■ **Problems and tasks**
A - List every acronym that appears in the guide on getting into law school.
B - According to the guide on getting into law school, below what cumulative GPA might an applicant consider a post-baccalaureate program?
C - Carry on the guide on getting into law school from the end of its last sentence.

[Text Boundary: Start]

How To Get Into Law School 13 Years After College
Like a lot of people, maybe you didn't know what you wanted to do upon graduating college; you took the first job that came your way and now you are want to know how to get into law school 13 years after college:
- Good news, you don't have to take any more classes. Many Graduate Schools, such as Medical School, require that you complete certain classes before even applying. Law School is different; it doesn't matter what you majored in or what classes you took. Note: If you want to apply to Law School and you didn't have a cumulative GPA of at least a 3.0, you might want to consider enrolling in a post-baccalaureate program to increase your GPA.
- Register with the Law School Credential Assembly Service (LSAC). Most ABA-approved Law Schools only accept applications through the LSAC. The LSAC creates a sort of standardized report of your GPA, LSAT score, etc. which makes it easier for Law Schools to sort through applicants.
- Take the Law School Admissions Test (LSAT). The LSAT is also required for admission to ABA- approved Law Schools. The LSAT is also more important than your GPA, especially if you have been out of college for more than 5 years; thus it is very important that you do well. Before you take the actual LSAT, take a timed practice test and make sure you can score in the range your prospective Law School requires. This information is available on most Law School's Website, or you can call the Admission Office of the Law School you wish to attend.

[Text Boundary: End]
[Material shown Boundary: Start]

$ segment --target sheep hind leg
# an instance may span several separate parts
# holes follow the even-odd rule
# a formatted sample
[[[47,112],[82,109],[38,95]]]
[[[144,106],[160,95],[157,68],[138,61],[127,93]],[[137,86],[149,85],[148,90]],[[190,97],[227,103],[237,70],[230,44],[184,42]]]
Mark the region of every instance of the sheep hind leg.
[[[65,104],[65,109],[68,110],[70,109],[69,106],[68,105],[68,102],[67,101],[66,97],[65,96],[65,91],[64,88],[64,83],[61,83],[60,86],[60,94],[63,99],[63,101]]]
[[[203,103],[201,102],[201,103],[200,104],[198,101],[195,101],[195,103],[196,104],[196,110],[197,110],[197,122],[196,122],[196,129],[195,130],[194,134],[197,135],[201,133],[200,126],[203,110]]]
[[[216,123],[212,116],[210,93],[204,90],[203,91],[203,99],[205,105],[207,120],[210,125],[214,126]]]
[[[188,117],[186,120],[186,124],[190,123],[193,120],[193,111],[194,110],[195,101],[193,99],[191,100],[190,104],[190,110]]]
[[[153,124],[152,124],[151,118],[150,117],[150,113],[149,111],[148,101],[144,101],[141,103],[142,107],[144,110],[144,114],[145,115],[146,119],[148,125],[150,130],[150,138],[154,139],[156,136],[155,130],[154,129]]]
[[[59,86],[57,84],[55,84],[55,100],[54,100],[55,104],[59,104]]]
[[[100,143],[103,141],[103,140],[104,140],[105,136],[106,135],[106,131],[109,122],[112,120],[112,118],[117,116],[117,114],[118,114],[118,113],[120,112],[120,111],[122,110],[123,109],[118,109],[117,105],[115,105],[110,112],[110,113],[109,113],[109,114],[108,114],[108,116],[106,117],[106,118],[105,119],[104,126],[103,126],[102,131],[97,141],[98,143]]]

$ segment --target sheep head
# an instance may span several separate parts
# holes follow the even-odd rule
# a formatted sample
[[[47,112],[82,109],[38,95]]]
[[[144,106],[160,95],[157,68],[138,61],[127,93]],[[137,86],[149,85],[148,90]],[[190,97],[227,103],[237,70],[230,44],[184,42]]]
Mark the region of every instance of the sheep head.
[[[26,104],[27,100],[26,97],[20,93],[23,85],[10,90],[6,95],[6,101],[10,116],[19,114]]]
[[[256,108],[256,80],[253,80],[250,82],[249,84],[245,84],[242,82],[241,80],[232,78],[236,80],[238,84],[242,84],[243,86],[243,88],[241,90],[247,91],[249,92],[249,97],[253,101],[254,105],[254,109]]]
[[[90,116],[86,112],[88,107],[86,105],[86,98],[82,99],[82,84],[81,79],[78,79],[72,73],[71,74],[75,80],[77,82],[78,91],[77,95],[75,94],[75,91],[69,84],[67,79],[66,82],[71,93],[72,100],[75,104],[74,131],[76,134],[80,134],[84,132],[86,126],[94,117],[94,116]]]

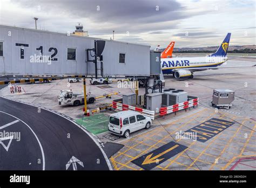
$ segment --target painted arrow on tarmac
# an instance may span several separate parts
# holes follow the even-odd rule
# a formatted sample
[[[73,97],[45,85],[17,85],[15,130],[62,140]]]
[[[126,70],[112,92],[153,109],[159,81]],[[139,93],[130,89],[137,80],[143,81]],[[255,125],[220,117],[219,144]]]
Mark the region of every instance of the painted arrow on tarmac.
[[[77,170],[77,163],[78,163],[80,166],[84,167],[84,164],[82,161],[77,159],[77,158],[75,157],[74,156],[72,156],[71,158],[69,161],[68,163],[66,164],[66,170],[69,168],[70,165],[72,164],[73,166],[73,170]]]
[[[145,159],[144,161],[143,161],[143,163],[142,163],[142,165],[144,164],[151,164],[153,163],[156,163],[157,161],[158,162],[160,162],[163,159],[164,159],[164,158],[158,158],[159,157],[160,157],[161,156],[165,155],[165,154],[169,152],[169,151],[172,150],[173,149],[174,149],[177,147],[178,147],[179,145],[177,144],[175,145],[174,146],[169,148],[169,149],[164,151],[164,152],[162,152],[161,153],[160,153],[159,154],[156,155],[156,156],[151,158],[151,156],[153,155],[153,154],[151,154],[150,155],[149,155],[148,156],[146,156],[146,158]]]
[[[0,144],[3,145],[4,148],[6,150],[6,151],[8,151],[9,148],[10,147],[10,145],[11,145],[11,141],[12,141],[12,139],[14,139],[14,136],[8,136],[8,137],[5,137],[3,138],[0,138]],[[9,141],[8,142],[8,144],[7,145],[4,144],[3,142],[3,141],[5,141],[9,140]]]

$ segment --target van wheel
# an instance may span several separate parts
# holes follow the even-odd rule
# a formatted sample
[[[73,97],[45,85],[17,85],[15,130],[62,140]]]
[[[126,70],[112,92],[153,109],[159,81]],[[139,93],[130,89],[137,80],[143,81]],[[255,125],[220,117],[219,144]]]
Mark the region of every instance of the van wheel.
[[[88,103],[92,104],[94,102],[94,98],[90,98],[88,100]]]
[[[149,129],[150,128],[150,122],[149,122],[147,123],[147,124],[146,124],[146,127],[145,127],[145,128],[146,129]]]
[[[125,138],[128,138],[130,136],[130,131],[129,130],[126,130],[124,133],[124,137]]]
[[[76,107],[78,106],[78,105],[80,105],[80,101],[75,101],[73,105]]]

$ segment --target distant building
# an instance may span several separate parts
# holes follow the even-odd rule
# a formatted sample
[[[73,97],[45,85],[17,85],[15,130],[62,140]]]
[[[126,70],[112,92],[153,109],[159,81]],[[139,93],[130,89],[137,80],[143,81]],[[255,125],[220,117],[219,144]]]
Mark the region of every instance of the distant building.
[[[79,23],[78,25],[76,26],[76,30],[71,34],[81,37],[88,37],[88,31],[84,31],[83,28],[83,25],[80,23]]]

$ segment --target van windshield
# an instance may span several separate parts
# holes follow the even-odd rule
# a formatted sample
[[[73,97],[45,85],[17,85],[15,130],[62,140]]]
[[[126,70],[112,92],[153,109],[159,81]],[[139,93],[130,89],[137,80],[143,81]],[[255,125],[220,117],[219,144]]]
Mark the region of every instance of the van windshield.
[[[62,92],[62,93],[60,93],[60,94],[59,95],[59,97],[62,98],[65,95],[65,92]]]
[[[109,122],[116,126],[119,125],[119,120],[114,117],[110,116],[109,118]]]

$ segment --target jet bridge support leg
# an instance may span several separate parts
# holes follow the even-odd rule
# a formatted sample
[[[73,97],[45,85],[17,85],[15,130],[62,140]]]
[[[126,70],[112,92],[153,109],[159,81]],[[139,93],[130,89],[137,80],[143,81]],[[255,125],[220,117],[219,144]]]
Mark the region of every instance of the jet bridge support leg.
[[[84,78],[84,115],[88,115],[87,113],[87,99],[86,99],[86,85],[85,82],[85,78]]]

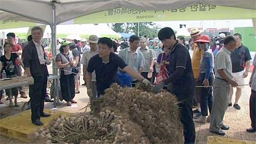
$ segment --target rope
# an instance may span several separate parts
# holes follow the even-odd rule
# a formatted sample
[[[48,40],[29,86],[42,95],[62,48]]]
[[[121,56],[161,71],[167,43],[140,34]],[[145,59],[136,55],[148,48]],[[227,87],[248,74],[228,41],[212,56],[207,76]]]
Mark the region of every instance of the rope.
[[[250,85],[250,84],[245,84],[245,85],[238,85],[239,86],[247,86]],[[231,85],[209,85],[209,86],[204,86],[204,85],[196,85],[195,87],[231,87]]]
[[[57,67],[54,67],[54,68],[58,68]],[[59,69],[59,68],[58,68]],[[67,71],[67,70],[65,70],[65,69],[60,69],[62,71],[67,71],[67,72],[70,72],[71,73],[74,73],[74,74],[76,74],[75,73],[73,73],[72,71]],[[79,74],[80,76],[84,76],[83,75]],[[244,84],[244,85],[238,85],[237,87],[239,86],[249,86],[250,85],[250,84]],[[152,86],[154,86],[154,85],[152,85]],[[166,85],[167,86],[167,85]],[[231,85],[208,85],[208,86],[204,86],[204,85],[196,85],[195,87],[231,87]]]

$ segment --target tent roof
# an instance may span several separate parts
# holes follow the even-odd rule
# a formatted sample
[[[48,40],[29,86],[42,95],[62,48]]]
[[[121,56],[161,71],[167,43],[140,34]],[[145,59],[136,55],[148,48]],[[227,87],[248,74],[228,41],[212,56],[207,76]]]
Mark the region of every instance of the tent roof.
[[[83,15],[121,7],[164,10],[204,3],[256,10],[255,0],[1,0],[0,20],[51,24],[54,23],[53,3],[56,10],[56,24]]]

[Material shown Boundary: End]

■ **Answers for each item**
A - GPA, LSAC, LSAT, ABA

B - Below a cumulative GPA of 3.0.

C -
- Find the Right Law School for you. Many Law Schools offer admission to students who want to attend part time or who want to attend night school. If you still want to keep your current job, this might be a good way to go.
- Remember that Law Schools love diversity. Don't look at having been out of school for so long as a drawback to your candidacy, think of it as a quality that will bring diversity to the campus. This is something to write about in your personal statement or essay.
- Get Your Letters of Recommendation from your Employer. Who you were when you were eighteen or twenty was a lot different than who you are now at 30 or 35, thus Law School Admissions Committees would rather hear from someone who can speak to your current abilities, such as an employer.